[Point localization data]
┌────────

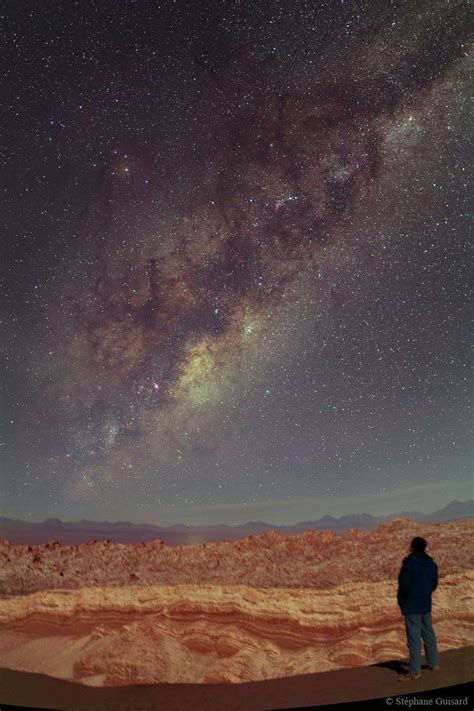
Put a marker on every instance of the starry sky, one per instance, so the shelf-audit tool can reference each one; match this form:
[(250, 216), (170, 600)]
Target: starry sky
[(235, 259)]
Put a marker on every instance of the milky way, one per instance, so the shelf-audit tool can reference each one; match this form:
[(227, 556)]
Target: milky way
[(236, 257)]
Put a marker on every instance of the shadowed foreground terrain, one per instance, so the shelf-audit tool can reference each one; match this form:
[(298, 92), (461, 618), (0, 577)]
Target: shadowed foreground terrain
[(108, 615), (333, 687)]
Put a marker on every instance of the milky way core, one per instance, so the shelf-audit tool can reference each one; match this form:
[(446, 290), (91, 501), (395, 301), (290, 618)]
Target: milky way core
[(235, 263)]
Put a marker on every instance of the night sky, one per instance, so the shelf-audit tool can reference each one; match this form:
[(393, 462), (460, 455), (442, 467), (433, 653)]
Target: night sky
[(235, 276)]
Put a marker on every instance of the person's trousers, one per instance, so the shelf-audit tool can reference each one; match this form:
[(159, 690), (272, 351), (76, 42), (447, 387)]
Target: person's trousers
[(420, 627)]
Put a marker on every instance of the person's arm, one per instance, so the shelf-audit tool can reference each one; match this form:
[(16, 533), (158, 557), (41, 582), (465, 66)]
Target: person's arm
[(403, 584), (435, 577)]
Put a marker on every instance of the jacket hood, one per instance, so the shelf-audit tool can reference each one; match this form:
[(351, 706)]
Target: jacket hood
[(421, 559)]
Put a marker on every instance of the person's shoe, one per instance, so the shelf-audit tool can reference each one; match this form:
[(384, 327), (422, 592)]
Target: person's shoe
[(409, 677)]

└────────

= Exercise requirements =
Write all the entries again word for word, minus the pictures.

= Response box =
Put a marker on every instance of the starry sky, one per instance, so the shelf-audit tool can reference each one; match this form:
[(250, 216), (170, 600)]
Target: starry sky
[(235, 259)]
Put a marker on every instance of the milky way, one per instance, so the shelf-audit tool can reference each one; match this form:
[(227, 556)]
Target: milky way
[(236, 257)]
Put a marker on every instance of the shadowed foreground terrain, one per instance, so the shelf-audit tool can reference each one; match this form:
[(298, 92), (461, 618), (0, 577)]
Target: shadowed foreground terrain
[(108, 615), (333, 687)]
Put a marker on every instance of the milky way core, one per instance, so the shelf-audit tool can reference each one; match this form:
[(446, 290), (91, 501), (395, 301), (290, 618)]
Target: milky way core
[(235, 263)]
Put a marker on every instance of the night sky, one per instance, so the shelf-audit tool can reference each one; match this form:
[(393, 462), (460, 455), (442, 467), (433, 653)]
Target: night sky
[(235, 276)]
Put a marker on every instance of the person's trousers, one per instance, so the shelf-audit tool can reference each one; match this form:
[(159, 690), (272, 351), (76, 42), (447, 387)]
Target: person's trousers
[(420, 627)]
Put a marker on every instance of the person's arm, one per instance, so the shelf-audit tool can reference each one; match this form:
[(16, 533), (158, 557), (41, 582), (465, 66)]
Target: person's arm
[(403, 584), (435, 577)]
Put a marker on every instance of the jacket hood, one per instance, so the shelf-audit tool can reference each one; match this form:
[(351, 706)]
Target: jacket hood
[(421, 559)]
Put a marker on every instance of the person's shoe, one per instance, so the shelf-audit tool can reference each one; match this form:
[(384, 327), (422, 592)]
Target: person's shoe
[(409, 677)]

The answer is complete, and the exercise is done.